§ **What to produce**: In the material below, find all lines with the string "batsman" and copy them.

[Dataset extract — start]

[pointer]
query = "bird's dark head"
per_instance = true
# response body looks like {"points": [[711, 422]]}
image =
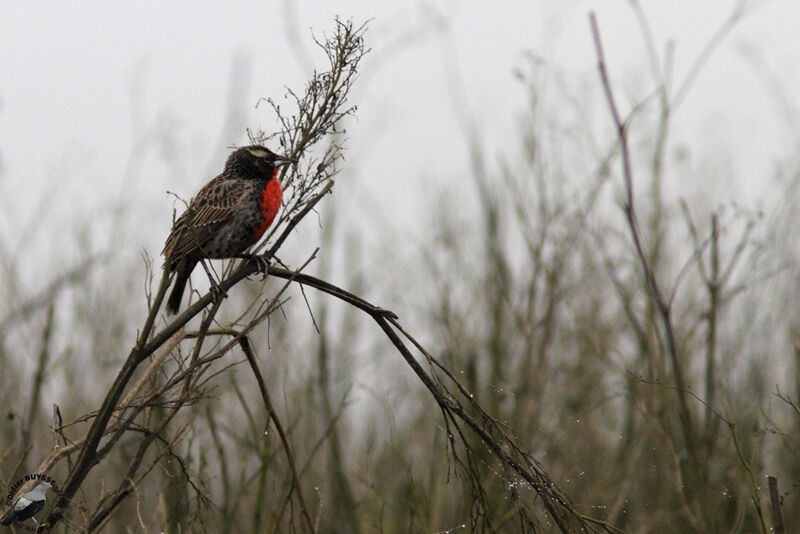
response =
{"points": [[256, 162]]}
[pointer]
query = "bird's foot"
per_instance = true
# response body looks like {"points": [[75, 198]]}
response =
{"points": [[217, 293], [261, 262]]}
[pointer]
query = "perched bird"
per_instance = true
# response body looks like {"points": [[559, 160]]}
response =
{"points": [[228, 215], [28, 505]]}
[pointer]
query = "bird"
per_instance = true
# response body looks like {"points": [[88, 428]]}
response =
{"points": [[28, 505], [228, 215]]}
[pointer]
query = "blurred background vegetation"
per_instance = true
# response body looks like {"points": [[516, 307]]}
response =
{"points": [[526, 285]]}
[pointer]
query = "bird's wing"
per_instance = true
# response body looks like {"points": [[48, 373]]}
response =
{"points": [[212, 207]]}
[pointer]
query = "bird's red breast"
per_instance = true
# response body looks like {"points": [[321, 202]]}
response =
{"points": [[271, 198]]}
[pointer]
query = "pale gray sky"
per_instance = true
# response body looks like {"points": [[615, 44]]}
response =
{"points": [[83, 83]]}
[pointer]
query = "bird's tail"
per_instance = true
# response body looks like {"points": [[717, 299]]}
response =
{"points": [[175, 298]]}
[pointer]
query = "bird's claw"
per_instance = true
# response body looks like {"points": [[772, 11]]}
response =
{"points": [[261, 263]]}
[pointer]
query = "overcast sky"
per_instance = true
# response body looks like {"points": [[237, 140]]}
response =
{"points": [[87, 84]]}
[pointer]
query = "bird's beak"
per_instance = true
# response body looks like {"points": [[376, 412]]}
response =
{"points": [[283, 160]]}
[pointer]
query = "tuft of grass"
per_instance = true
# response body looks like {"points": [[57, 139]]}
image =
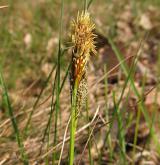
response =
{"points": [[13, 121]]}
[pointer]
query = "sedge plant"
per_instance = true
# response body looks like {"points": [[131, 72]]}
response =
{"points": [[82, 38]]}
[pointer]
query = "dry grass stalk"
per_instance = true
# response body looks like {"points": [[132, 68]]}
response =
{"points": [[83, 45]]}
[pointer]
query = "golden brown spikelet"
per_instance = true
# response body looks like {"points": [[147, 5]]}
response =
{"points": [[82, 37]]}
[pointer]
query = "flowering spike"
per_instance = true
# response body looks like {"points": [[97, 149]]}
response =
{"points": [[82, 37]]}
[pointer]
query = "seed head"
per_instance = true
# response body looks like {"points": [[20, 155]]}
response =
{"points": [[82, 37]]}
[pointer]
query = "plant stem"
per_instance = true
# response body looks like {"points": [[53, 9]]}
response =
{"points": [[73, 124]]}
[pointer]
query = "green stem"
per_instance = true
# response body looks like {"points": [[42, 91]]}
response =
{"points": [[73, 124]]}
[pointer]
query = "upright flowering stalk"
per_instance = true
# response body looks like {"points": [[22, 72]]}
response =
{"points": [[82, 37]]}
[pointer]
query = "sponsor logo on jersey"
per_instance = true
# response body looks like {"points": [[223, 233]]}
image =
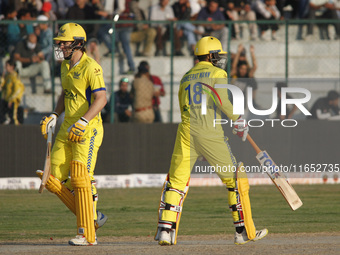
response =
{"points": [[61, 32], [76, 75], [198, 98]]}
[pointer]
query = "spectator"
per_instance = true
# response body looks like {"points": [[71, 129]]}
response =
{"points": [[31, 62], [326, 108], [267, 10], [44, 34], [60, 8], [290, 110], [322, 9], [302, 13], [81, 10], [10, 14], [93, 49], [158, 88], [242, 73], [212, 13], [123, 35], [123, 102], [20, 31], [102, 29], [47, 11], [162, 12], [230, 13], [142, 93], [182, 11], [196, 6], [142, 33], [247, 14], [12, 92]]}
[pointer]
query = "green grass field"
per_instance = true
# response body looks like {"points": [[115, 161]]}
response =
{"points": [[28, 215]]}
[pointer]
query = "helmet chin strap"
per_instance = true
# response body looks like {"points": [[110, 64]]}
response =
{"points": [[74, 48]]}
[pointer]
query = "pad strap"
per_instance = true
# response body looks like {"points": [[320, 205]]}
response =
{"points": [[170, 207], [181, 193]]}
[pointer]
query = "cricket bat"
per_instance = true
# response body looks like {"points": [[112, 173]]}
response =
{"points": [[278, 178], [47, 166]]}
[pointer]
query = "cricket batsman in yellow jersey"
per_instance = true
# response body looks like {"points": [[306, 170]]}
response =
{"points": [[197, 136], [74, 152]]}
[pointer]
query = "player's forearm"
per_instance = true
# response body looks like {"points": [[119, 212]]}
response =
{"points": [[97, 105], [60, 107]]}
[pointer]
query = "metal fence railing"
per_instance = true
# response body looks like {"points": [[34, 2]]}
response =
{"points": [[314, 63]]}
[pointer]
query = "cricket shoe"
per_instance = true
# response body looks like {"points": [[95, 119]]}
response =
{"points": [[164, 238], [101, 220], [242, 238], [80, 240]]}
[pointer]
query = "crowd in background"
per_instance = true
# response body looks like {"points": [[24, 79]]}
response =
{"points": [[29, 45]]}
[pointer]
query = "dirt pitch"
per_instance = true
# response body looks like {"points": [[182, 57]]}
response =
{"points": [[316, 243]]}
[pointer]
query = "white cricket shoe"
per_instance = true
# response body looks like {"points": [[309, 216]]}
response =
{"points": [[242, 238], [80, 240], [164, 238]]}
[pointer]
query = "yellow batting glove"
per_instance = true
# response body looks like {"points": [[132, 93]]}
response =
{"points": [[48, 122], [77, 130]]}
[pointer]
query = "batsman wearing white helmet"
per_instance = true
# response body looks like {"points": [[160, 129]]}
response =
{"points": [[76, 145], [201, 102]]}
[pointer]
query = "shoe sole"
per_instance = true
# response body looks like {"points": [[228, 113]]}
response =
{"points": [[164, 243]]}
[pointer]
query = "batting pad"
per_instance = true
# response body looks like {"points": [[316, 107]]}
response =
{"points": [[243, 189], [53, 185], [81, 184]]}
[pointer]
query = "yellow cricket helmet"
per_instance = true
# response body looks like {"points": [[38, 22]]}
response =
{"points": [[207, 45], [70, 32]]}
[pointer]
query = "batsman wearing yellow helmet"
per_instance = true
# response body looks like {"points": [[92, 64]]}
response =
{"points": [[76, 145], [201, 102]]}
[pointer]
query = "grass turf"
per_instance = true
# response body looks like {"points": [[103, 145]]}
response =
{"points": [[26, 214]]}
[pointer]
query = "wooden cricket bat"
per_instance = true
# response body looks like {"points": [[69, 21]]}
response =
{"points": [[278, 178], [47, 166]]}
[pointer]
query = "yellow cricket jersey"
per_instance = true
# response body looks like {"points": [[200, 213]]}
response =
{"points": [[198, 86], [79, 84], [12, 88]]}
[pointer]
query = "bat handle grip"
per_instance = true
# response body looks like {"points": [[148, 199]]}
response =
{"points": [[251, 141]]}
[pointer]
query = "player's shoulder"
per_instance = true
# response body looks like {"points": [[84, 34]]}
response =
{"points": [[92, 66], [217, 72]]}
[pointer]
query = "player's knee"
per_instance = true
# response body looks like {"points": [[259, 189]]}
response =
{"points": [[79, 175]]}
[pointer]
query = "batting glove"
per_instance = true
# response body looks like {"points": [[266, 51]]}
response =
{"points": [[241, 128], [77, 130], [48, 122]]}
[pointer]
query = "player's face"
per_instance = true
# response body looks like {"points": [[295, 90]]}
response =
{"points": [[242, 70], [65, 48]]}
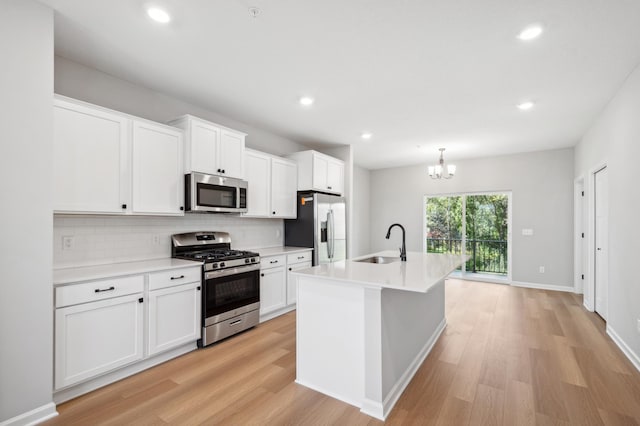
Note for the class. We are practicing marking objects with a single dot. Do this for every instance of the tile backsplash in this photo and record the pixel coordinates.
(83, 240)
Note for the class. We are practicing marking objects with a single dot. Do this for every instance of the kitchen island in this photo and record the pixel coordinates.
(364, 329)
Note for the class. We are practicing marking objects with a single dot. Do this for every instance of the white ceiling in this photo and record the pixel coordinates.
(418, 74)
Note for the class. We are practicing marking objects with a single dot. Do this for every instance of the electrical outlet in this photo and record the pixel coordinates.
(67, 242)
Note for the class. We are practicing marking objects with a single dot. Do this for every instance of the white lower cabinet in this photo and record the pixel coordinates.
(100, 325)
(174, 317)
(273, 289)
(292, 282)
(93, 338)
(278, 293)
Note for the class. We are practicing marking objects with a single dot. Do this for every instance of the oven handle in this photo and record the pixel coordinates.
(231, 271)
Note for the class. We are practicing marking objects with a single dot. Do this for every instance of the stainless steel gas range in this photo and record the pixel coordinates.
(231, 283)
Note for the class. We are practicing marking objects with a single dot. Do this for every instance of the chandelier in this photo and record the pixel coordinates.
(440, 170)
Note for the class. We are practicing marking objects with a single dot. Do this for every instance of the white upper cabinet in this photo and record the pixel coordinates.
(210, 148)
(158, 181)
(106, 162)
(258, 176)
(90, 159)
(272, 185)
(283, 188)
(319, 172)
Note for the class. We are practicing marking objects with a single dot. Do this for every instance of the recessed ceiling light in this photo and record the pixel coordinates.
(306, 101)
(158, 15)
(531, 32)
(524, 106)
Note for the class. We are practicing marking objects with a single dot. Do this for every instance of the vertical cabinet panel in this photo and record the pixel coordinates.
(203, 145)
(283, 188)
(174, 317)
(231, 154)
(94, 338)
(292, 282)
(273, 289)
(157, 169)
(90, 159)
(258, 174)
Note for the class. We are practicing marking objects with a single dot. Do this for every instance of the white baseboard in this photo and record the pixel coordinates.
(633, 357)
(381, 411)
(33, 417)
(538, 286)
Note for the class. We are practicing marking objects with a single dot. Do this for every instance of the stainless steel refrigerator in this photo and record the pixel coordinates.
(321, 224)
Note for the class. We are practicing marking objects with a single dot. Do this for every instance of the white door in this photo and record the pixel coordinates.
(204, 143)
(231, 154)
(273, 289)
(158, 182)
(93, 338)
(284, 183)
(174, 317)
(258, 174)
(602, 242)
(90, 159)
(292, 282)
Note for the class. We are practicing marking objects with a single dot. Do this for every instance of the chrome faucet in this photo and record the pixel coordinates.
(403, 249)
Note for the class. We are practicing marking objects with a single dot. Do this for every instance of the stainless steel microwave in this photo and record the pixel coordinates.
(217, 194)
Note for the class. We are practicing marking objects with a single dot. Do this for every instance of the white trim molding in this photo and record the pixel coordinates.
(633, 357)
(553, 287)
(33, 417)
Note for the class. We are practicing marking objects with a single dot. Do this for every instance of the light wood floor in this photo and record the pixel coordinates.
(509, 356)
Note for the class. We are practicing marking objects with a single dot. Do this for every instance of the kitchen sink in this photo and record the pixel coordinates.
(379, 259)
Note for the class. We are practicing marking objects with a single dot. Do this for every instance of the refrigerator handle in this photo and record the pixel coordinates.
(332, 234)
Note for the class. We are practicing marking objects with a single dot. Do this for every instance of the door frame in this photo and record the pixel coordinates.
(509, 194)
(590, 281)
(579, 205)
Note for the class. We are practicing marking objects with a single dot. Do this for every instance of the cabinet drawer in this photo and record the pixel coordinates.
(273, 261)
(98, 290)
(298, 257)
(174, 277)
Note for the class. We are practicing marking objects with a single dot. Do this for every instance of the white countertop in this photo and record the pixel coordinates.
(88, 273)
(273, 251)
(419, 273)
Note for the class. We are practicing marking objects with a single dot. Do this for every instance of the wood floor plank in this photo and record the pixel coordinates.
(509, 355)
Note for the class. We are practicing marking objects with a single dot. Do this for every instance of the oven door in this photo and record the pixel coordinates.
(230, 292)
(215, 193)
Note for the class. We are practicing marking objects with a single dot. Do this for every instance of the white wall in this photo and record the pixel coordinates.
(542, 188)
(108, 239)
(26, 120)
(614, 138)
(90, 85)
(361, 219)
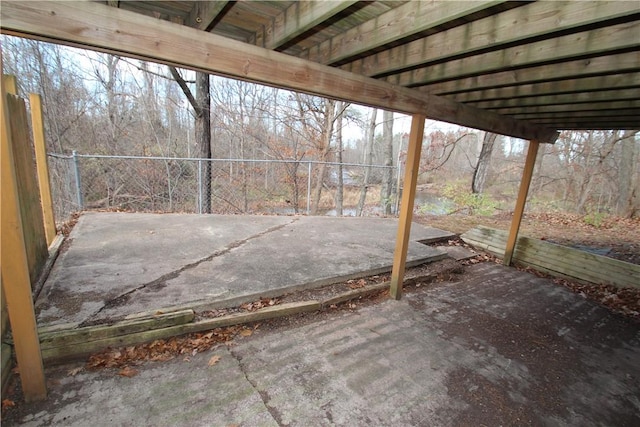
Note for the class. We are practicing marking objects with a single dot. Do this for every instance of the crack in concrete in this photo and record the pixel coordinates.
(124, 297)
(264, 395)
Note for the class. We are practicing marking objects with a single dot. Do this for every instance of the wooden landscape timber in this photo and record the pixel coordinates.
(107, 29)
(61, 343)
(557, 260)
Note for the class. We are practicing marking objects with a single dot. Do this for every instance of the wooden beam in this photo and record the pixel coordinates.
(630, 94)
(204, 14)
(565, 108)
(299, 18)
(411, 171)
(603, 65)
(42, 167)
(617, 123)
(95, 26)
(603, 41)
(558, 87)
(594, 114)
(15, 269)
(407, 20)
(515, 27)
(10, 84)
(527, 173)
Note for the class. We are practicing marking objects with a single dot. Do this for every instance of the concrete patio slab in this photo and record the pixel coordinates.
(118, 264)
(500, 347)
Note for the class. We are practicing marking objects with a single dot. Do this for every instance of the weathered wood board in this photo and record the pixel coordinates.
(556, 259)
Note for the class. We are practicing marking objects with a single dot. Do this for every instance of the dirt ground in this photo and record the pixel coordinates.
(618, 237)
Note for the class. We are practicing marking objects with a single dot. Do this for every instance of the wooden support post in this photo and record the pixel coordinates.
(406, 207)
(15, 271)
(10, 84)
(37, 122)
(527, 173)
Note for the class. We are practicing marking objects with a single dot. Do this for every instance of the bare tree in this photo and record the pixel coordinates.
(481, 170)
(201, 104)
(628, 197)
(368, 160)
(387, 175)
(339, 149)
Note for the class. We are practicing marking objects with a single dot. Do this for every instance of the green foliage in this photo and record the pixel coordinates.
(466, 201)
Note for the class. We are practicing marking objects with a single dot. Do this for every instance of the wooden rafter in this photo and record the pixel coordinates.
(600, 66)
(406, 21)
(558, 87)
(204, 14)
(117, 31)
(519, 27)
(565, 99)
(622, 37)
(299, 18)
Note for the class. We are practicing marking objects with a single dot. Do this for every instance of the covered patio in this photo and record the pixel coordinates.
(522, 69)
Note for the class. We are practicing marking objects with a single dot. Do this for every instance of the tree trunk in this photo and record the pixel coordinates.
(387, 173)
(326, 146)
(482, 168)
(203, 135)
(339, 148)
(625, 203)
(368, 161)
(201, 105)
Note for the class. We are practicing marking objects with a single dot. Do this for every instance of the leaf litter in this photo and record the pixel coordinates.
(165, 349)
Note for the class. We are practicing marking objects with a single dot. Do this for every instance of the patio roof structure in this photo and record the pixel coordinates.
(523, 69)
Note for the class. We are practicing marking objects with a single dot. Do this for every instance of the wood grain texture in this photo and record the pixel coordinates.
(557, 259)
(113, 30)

[Dataset extract — finish]

§ **Answer to this task**:
query = "cricket batsman in yellow jersey"
query = "batsman wearing white helmet"
query = "batsman wearing yellow helmet"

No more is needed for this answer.